→ **Page excerpt**:

________________________

However, more recently, the approach of using a head office overhead percentage derived from the contractor’s tender has softened. In the 13th edition of Hudson’s Building and Engineering Contracts, it was suggested that the ‘head office overheads and profit percentage applied to the Hudson formula were originally those deducible from the Contractor’s tender. A more modern assumption is to use the head office and profit contribution deducible from the Contractor’s annual accounts, sometimes referred to as “a fair annual average”’.[8] This trend has continued in the latest edition of Hudson.[9] Should the originally suggested tender percentage for head office overheads be substituted with a fair annual average derived from the annual accounts, then a contractor’s quantification using either the Hudson or Emden formulae would be the same.[10] It is also noteworthy that the modified Eichleay formula, in which the head office overhead is allocated to the original contract period instead of the actual contract period, is also tantamount to Emden.

Some practitioners have suggested that an alternative approach is simply to apply an uplift factor to the quantified prolongation costs. Although this approach benefits from its simplicity, it has been rejected by a number of courts and tribunals for being speculative, on the ground that the ratio of one set of costs to another may not be commensurate[11] (i.e., the prolongation costs may bear little or no relation to the allocation of head office overheads to the project).

Head office overhead claims have been the subject of extensive review by courts and tribunals. Although a formula may provide a reasonable basis for quantifying the loss, to establish the loss as a matter of fact, the contractor may be required to:

  • establish that it suffered substantial delay for which it was not responsible;
  • show that a loss has been suffered and that the head office overhead cost was not absorbed through the performance of additional work (e.g., variation orders); and
  • demonstrate that it turned down revenue-generating opportunities that it had a good chance of securing that would have positively contributed to the absorption of head office overheads.

Alternative situations may give rise to claims for dedicated, additional or thickened head office overheads.

Dedicated head office overheads are those resources that can be ascribed to a specific project. These overhead costs would more naturally sit within the contractor’s prolongation claim and may include the cost of personnel who, despite not being on site, were dedicated to the project. It should be possible for a contractor to substantiate these costs with time sheets and other contemporaneous records.

________________________

→ **Data excerpts**:
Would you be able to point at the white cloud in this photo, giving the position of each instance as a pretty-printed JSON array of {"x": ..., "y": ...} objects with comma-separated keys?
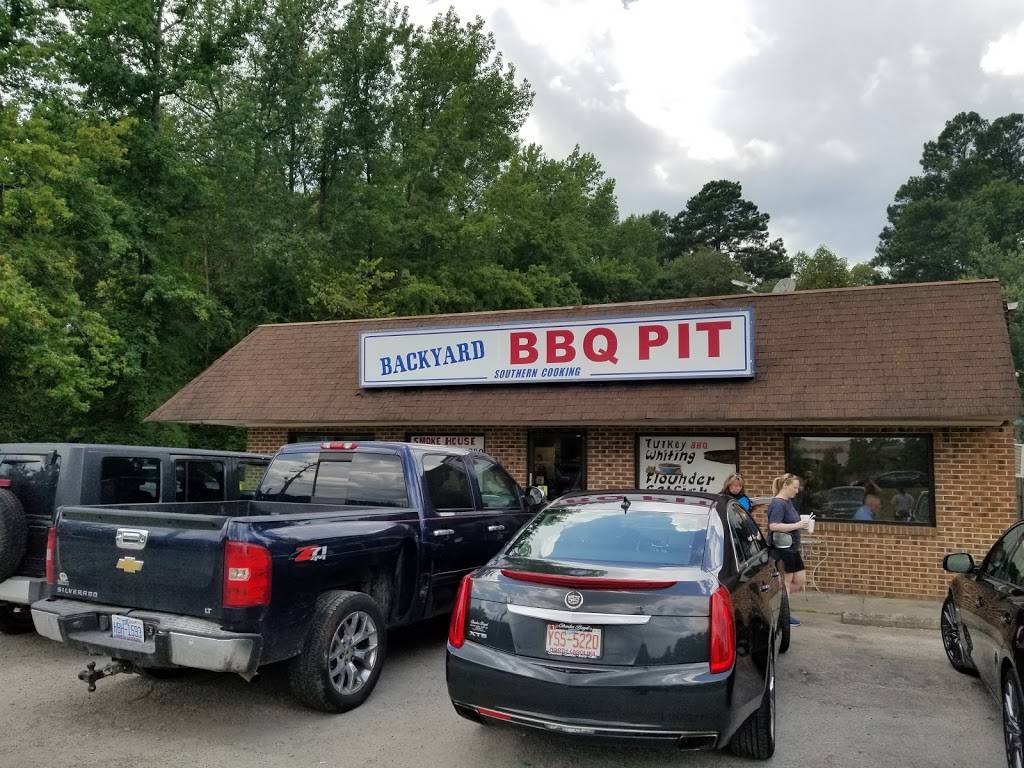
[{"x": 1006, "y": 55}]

________________________

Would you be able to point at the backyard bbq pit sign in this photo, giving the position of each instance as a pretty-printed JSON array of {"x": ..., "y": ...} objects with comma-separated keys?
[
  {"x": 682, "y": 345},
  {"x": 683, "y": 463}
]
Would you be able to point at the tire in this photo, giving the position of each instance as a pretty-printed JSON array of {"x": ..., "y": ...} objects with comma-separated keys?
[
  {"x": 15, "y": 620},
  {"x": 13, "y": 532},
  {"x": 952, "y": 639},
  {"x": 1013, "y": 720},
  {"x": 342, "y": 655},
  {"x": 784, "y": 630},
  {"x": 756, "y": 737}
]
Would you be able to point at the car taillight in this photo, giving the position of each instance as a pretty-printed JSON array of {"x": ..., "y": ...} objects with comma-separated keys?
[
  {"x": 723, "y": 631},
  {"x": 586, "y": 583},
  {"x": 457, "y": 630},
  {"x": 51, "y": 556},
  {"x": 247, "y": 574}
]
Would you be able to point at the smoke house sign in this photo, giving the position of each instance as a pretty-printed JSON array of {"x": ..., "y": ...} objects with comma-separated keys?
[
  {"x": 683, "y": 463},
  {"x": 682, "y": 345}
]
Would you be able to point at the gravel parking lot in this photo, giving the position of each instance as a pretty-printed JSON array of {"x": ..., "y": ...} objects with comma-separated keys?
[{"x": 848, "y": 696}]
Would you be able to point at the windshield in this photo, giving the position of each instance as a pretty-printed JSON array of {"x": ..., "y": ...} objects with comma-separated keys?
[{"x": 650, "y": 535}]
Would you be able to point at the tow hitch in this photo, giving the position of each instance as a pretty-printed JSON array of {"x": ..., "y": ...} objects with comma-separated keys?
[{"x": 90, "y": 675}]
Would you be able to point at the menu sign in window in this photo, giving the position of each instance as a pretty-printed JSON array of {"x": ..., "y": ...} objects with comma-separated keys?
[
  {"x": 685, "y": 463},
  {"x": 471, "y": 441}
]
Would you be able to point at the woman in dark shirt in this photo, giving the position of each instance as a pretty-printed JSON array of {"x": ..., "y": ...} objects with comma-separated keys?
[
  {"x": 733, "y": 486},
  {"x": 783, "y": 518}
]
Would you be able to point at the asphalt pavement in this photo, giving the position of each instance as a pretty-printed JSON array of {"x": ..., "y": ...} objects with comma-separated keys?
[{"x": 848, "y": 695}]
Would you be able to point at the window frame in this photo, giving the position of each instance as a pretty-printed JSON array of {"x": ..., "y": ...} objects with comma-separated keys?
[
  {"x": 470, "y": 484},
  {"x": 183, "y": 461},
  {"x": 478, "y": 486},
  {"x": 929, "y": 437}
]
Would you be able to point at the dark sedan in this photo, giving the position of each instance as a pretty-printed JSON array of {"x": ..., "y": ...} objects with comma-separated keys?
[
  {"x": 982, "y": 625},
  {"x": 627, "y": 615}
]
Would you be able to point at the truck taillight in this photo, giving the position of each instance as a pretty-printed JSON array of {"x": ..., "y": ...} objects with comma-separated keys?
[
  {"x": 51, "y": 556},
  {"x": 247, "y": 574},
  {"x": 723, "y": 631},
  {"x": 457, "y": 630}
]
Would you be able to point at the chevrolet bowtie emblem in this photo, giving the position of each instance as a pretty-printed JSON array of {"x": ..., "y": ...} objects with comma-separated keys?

________________________

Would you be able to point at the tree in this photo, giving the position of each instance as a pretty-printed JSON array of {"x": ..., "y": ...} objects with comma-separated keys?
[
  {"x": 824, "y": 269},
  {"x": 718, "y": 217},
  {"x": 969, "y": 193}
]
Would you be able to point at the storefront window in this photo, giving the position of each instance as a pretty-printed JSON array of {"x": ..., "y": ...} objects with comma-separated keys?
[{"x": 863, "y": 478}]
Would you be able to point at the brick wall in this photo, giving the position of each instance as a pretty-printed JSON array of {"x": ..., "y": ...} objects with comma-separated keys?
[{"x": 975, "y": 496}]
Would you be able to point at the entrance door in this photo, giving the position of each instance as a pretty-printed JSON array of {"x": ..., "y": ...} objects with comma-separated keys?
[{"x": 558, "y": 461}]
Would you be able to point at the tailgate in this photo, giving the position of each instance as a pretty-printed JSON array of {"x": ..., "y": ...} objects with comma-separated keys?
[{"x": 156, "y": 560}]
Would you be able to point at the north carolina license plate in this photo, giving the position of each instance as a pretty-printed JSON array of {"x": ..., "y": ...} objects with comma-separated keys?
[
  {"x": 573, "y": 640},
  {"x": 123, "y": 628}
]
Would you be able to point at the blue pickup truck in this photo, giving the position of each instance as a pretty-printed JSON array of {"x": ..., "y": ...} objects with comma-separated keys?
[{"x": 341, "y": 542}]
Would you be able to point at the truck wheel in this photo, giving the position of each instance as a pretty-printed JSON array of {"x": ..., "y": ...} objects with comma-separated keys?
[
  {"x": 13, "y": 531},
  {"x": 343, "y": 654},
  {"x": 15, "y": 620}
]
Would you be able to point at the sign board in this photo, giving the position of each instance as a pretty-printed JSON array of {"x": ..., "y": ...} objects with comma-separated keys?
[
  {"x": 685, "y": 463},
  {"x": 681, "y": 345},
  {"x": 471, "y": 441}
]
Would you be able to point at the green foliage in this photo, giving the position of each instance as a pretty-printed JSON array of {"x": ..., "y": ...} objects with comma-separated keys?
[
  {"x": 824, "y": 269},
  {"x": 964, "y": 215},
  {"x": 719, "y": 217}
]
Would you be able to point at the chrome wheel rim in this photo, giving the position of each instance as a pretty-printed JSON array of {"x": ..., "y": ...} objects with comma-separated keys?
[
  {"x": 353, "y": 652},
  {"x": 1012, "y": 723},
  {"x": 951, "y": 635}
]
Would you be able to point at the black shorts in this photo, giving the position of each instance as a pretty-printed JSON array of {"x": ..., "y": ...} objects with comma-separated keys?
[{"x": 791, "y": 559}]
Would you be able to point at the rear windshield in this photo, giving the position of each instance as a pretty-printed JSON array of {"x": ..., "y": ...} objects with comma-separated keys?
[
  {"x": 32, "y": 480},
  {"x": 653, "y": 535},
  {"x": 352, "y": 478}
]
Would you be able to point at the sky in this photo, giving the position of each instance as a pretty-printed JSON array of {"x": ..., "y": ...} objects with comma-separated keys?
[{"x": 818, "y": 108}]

________________________

→ **Required work**:
1. Set down the stretch from "Some practitioners have" through "to the project)." in the passage on head office overhead claims.
2. Please carry on the passage on head office overhead claims from where it stops.

→ **Results of the tasks**:
1.
Some practitioners have suggested that an alternative approach is simply to apply an uplift factor to the quantified prolongation costs. Although this approach benefits from its simplicity, it has been rejected by a number of courts and tribunals for being speculative, on the ground that the ratio of one set of costs to another may not be commensurate[11] (i.e., the prolongation costs may bear little or no relation to the allocation of head office overheads to the project).

2.
A contractor may claim additional head office overhead costs during a period of extended performance arising from the instruction of additional work. However, the use of a formula may be considered as an inappropriate means of quantifying the loss if the contractor is generating additional project revenue through the completion of additional work that would contribute to its head office overhead costs during the period of extended performance. Therefore, the application of an uplift factor would more accurately quantify the damage.[12]

The concept of thickened head office overheads was considered in a 2018 judgment by the High Court of England and Wales. In this case, the judge gave an example in which an accountant who was part of the head office resource and was not project responsible was consumed by the breach of contract that arose on a specific contract, necessitating the employment of a further accountant to deal with the balance of his work. The judge considered that this would be a direct consequence of the breach and would be a recoverable head of damages.[13]

Termination costs

Termination-related damages can be wide-ranging and include the contractor’s losses for repatriating staff or ending contracts early. Conversely, following the dismissal of a contractor, the employer may enter into a replacement contract and seek to recover the residual cost of completing the remaining scope of work (the employer’s cost to complete damages).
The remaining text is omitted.